[BEGIN Task input]

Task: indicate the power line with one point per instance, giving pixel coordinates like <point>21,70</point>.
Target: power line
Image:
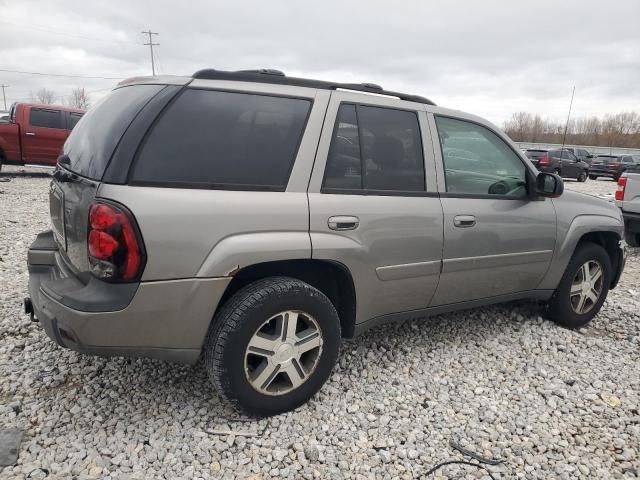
<point>4,97</point>
<point>58,32</point>
<point>151,45</point>
<point>59,75</point>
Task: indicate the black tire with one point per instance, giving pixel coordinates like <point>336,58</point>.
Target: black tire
<point>237,322</point>
<point>632,239</point>
<point>560,308</point>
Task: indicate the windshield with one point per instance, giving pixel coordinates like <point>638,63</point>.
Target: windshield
<point>95,137</point>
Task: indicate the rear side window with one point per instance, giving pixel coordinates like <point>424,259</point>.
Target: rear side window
<point>91,144</point>
<point>215,139</point>
<point>375,149</point>
<point>39,117</point>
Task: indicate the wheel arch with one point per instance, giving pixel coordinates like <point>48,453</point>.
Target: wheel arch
<point>331,278</point>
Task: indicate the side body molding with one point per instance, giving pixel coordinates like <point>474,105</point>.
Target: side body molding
<point>569,234</point>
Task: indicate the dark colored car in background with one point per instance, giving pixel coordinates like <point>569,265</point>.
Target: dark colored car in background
<point>612,166</point>
<point>562,162</point>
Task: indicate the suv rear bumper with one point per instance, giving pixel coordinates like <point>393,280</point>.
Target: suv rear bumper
<point>165,319</point>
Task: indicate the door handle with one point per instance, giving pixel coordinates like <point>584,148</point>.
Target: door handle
<point>464,221</point>
<point>343,222</point>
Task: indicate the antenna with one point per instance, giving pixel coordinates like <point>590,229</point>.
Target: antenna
<point>4,97</point>
<point>566,125</point>
<point>151,45</point>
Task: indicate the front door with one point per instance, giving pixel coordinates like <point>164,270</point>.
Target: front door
<point>497,241</point>
<point>373,202</point>
<point>43,135</point>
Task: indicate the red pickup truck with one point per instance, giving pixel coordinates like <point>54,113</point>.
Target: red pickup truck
<point>34,134</point>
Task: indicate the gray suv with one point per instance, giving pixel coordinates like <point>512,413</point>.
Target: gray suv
<point>255,219</point>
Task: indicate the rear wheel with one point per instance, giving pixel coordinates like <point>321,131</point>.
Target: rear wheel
<point>272,346</point>
<point>583,288</point>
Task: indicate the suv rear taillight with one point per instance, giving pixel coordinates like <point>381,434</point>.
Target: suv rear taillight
<point>116,253</point>
<point>622,184</point>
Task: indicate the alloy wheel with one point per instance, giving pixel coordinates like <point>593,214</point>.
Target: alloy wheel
<point>283,352</point>
<point>586,287</point>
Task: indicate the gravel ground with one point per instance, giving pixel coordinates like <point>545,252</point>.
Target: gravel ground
<point>502,381</point>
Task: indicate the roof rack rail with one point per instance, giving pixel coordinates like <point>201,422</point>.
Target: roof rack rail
<point>267,75</point>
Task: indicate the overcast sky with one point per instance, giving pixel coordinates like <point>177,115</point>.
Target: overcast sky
<point>487,57</point>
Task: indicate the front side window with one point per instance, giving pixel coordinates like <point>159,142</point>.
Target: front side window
<point>478,162</point>
<point>72,119</point>
<point>375,149</point>
<point>39,117</point>
<point>216,139</point>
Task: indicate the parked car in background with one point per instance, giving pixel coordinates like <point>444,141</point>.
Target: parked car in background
<point>611,166</point>
<point>34,133</point>
<point>266,217</point>
<point>560,161</point>
<point>628,199</point>
<point>582,154</point>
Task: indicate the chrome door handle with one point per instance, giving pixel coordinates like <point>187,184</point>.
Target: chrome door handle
<point>464,221</point>
<point>343,222</point>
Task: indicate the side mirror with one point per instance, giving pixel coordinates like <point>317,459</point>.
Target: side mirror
<point>549,185</point>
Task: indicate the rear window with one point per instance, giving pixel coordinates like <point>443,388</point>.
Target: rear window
<point>216,139</point>
<point>40,117</point>
<point>93,140</point>
<point>72,119</point>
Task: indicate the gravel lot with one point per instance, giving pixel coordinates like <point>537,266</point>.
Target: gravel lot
<point>502,381</point>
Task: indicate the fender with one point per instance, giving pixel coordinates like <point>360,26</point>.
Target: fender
<point>239,251</point>
<point>568,238</point>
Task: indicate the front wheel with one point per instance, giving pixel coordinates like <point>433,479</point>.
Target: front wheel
<point>272,346</point>
<point>583,288</point>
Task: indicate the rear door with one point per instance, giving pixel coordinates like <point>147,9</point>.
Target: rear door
<point>88,151</point>
<point>373,202</point>
<point>497,241</point>
<point>43,134</point>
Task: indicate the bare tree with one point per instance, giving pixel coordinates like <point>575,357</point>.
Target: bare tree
<point>79,98</point>
<point>615,130</point>
<point>44,95</point>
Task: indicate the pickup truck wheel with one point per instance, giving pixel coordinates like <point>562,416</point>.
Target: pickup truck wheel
<point>272,346</point>
<point>583,288</point>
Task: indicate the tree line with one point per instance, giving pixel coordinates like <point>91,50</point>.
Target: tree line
<point>612,130</point>
<point>79,98</point>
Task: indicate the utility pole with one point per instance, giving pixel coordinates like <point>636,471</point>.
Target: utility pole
<point>151,45</point>
<point>4,97</point>
<point>566,125</point>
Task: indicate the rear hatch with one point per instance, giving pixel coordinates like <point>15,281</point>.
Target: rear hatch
<point>85,157</point>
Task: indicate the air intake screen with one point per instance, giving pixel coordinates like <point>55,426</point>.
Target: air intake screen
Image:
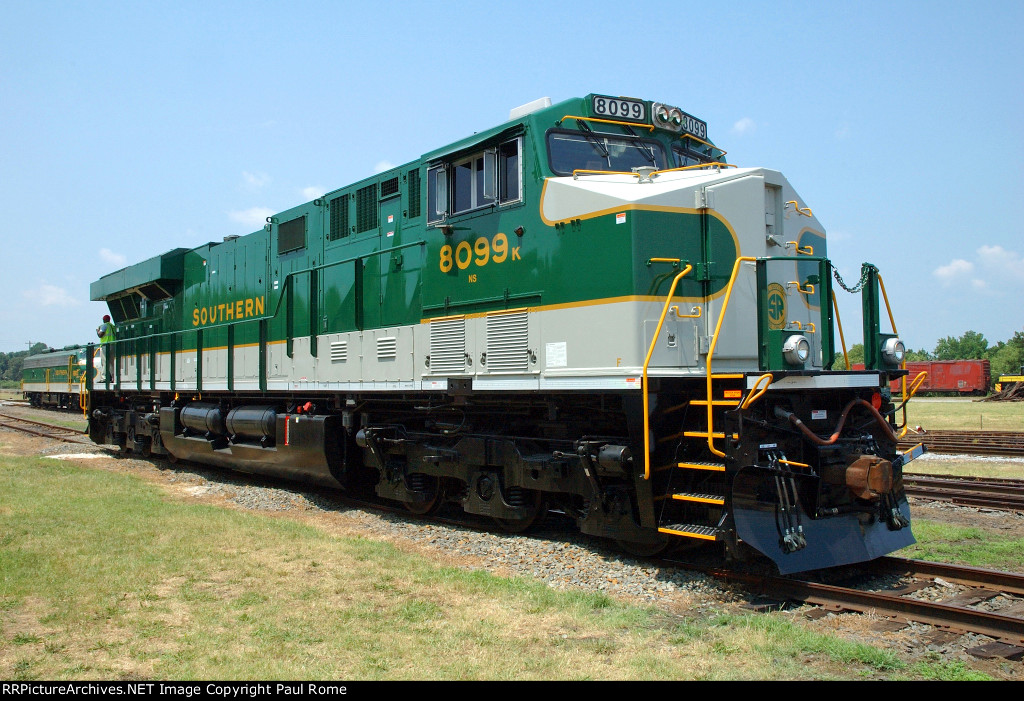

[END Task input]

To be done: Go through all of the material above and change every "pixel coordinates" to "image coordinates", keeping everything else the same. Leave out the pictures.

Finished answer:
Task: indicate the power line with one point per instance, giving image coordinates like <point>21,70</point>.
Target: power line
Image:
<point>4,97</point>
<point>58,32</point>
<point>151,45</point>
<point>59,75</point>
Task: indicate the black tire with one point per instance, giving image coordinates like <point>336,58</point>.
Target: black tire
<point>237,322</point>
<point>632,239</point>
<point>560,308</point>
Task: indicate the windshield with one point per instance, giving image coordinates like <point>638,63</point>.
Target: windshield
<point>95,137</point>
Task: indicate the rear side window with one point per instance, giving image coordinates like <point>424,259</point>.
Target: rear side window
<point>91,144</point>
<point>215,139</point>
<point>375,149</point>
<point>39,117</point>
Task: indicate the wheel arch with one point per instance, giving image coordinates like <point>48,453</point>.
Target: wheel arch
<point>331,278</point>
Task: indicate the side body molding with one point per instance, giving image coordinates like <point>474,105</point>.
Target: side body molding
<point>569,234</point>
Task: indicate the dark colored car in background with one point per instance, giving image coordinates like <point>569,265</point>.
Target: dark colored car in background
<point>612,166</point>
<point>562,162</point>
Task: indicate the suv rear bumper with one point per instance, giving image coordinates like <point>393,280</point>.
Target: suv rear bumper
<point>165,319</point>
Task: indicate the door handle with one point per instance, giving image coordinates like <point>584,148</point>.
Target: door handle
<point>464,221</point>
<point>343,222</point>
Task: indicate the antenna with one point per instance, giving image coordinates like <point>590,229</point>.
Target: antenna
<point>4,97</point>
<point>566,125</point>
<point>151,45</point>
Task: indicate the front door with one point per instance, giving image coordinates like <point>164,270</point>.
Target: front door
<point>497,241</point>
<point>373,202</point>
<point>43,135</point>
Task: indicate the red pickup truck with one point per instance, giving image coordinates like <point>54,113</point>.
Target: red pickup truck
<point>34,134</point>
Task: indicate the gray suv with one point per instance, giving image coordinates like <point>512,413</point>.
Target: gray suv
<point>255,219</point>
Task: indicate the rear wheel with one point per instance, giving image coordinates like <point>321,131</point>.
Target: rear wheel
<point>272,346</point>
<point>583,288</point>
Task: indicate the suv rear taillight with one point per instance, giving image coordinates like <point>381,434</point>.
Target: suv rear taillight
<point>116,253</point>
<point>622,184</point>
Task: indicate the alloy wheel with one point per instance, giving image coordinates like <point>593,214</point>.
Target: alloy wheel
<point>283,352</point>
<point>586,287</point>
Task: indicate the gravel ground with one point per instance, giving image coordinates like <point>545,252</point>.
Target: gravel ground
<point>502,381</point>
Task: indicate the roof rack rail with one point per instance, giving image coordinates like <point>201,422</point>.
Target: roof rack rail
<point>267,75</point>
Task: indicate the overcast sky with one point per instance, giving image coordinates like <point>177,115</point>.
Target: overcast sky
<point>487,57</point>
Task: indicate the front side window with one point per instance, giving image coordinates like <point>159,142</point>.
Target: front side window
<point>478,162</point>
<point>72,119</point>
<point>375,149</point>
<point>39,117</point>
<point>216,139</point>
Task: indicate the parked car in background with one point per instance, giving image coordinates like <point>444,141</point>.
Target: parked car in background
<point>611,166</point>
<point>34,133</point>
<point>266,217</point>
<point>560,161</point>
<point>628,199</point>
<point>582,154</point>
Task: indicate the chrome door handle with one point per instance, giving image coordinates like <point>187,184</point>.
Target: chrome door handle
<point>464,221</point>
<point>343,222</point>
Task: indicate the side mirror with one point per instance, giving image coordinates like <point>317,459</point>.
Target: side mirror
<point>549,185</point>
Task: indicate the rear window with one point per instance, giving image coordinates like <point>443,388</point>.
Target: rear window
<point>216,139</point>
<point>40,117</point>
<point>93,140</point>
<point>72,119</point>
Task: indicate the gravel lot with one point per instance, giving image coordinates like <point>537,266</point>.
Target: gravel lot
<point>502,381</point>
Task: indicate the fender with one point per instance, giving image coordinates like <point>360,26</point>.
Target: fender
<point>239,251</point>
<point>568,238</point>
Task: indicate the front wheel with one point per instance, giving image coordinates like <point>433,479</point>.
Target: front wheel
<point>272,346</point>
<point>583,288</point>
Task: indicate the rear door with one point per instance, giving image coordinates like <point>147,9</point>.
Target: rear door
<point>88,151</point>
<point>373,202</point>
<point>497,241</point>
<point>43,134</point>
Task: indicate the bare tree with one point per instance, giving image coordinates like <point>575,357</point>.
Target: bare tree
<point>79,98</point>
<point>615,130</point>
<point>44,95</point>
Task: indicate the pickup truck wheel with one point per instance, giving image coordinates like <point>562,416</point>.
Target: pickup truck wheel
<point>272,346</point>
<point>583,288</point>
Task: indicate the tree line with one point per instance, giving image coordinates like <point>91,50</point>.
Target: tree line
<point>612,130</point>
<point>79,98</point>
Task: indicate the utility pole with one point per instance, giving image coordinates like <point>636,471</point>.
Target: utility pole
<point>151,45</point>
<point>4,97</point>
<point>566,125</point>
Task: indicate the rear hatch with one point per instance, giving image coordinates like <point>15,281</point>.
Target: rear hatch
<point>85,157</point>
Task: indicate the air intake screen with one point per instance, giving image coordinates like <point>55,426</point>.
Target: air intake screen
Image:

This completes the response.